• **ASSIGNED TASK**: Every entry should be copied exactly, with nothing added or dropped.

# # #

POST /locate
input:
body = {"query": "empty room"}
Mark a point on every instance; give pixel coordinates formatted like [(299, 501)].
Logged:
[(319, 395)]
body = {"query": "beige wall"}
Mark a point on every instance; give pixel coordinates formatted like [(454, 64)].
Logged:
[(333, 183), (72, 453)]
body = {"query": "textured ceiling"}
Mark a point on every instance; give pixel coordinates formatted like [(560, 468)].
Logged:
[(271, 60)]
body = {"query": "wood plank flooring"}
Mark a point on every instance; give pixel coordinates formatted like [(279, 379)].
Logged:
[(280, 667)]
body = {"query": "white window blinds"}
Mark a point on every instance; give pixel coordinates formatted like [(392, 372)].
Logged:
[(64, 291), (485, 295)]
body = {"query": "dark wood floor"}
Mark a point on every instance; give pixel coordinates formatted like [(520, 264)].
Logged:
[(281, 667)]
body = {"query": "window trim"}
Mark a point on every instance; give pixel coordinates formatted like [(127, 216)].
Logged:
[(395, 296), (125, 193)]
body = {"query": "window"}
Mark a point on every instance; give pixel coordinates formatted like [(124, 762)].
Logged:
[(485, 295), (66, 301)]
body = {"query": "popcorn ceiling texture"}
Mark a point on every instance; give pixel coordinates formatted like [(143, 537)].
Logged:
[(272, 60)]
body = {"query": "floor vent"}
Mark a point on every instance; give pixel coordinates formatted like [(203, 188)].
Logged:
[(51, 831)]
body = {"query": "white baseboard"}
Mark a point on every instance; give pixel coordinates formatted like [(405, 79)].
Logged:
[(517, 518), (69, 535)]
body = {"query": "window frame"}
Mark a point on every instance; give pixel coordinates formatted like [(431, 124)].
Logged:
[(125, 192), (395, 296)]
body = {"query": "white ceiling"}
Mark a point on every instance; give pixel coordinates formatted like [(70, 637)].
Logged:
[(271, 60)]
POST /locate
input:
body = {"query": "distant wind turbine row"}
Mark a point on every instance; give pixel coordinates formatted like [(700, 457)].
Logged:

# # #

• **ANSWER TO THIS EXERCISE**:
POST /locate
input:
body = {"query": "empty room"}
Mark a point on every instance; give pixel coordinates formatted like [(299, 501)].
Logged:
[(319, 395)]
body = {"query": "beige wall"}
Mark a point on every instance; give pixel coordinates formatted like [(454, 64)].
Logged:
[(333, 183), (72, 453)]
body = {"query": "textured ceiling"}
Mark a point on every instance; give pixel coordinates formatted like [(560, 468)].
Logged:
[(271, 60)]
body = {"query": "wood plank flooring"}
Mark a point on every instance; give pixel coordinates formatted like [(279, 379)].
Logged:
[(280, 667)]
body = {"query": "white window blinds"}
Mark a point on every instance; give pixel coordinates formatted like [(392, 372)].
Logged:
[(64, 291), (485, 295)]
body = {"query": "dark wood floor"}
Mark a point on every instance; give pixel coordinates formatted like [(520, 264)].
Logged:
[(281, 667)]
body = {"query": "window trim"}
Mark a point on every instance; give pixel coordinates formatted like [(127, 216)].
Logged:
[(395, 296), (125, 193)]
body = {"query": "window"}
Mark a point on every instance; give pixel coordinates formatted like [(124, 762)].
Logged:
[(485, 295), (66, 301)]
body = {"query": "popcorn ceiling texture"}
Mark a point on every instance; give pixel coordinates formatted like [(143, 537)].
Logged:
[(272, 60)]
body = {"query": "floor vent"}
Mark a point on every instance; give pixel coordinates formatted like [(203, 188)].
Logged:
[(51, 831)]
body = {"query": "white baseboard"}
Mark a point on every instance; give pixel coordinates formatted like [(405, 79)].
Logged:
[(517, 518), (69, 535)]
body = {"query": "window frame"}
Mark a point on every instance; give pixel coordinates formatted like [(431, 124)].
Logged:
[(125, 192), (395, 296)]
body = {"query": "white ceiling"}
Mark a point on every instance; give pixel coordinates formatted like [(70, 637)].
Logged:
[(271, 60)]
POST /locate
input:
body = {"query": "distant wind turbine row"}
Mark a point on every instance; give pixel coordinates formatted like [(700, 457)].
Logged:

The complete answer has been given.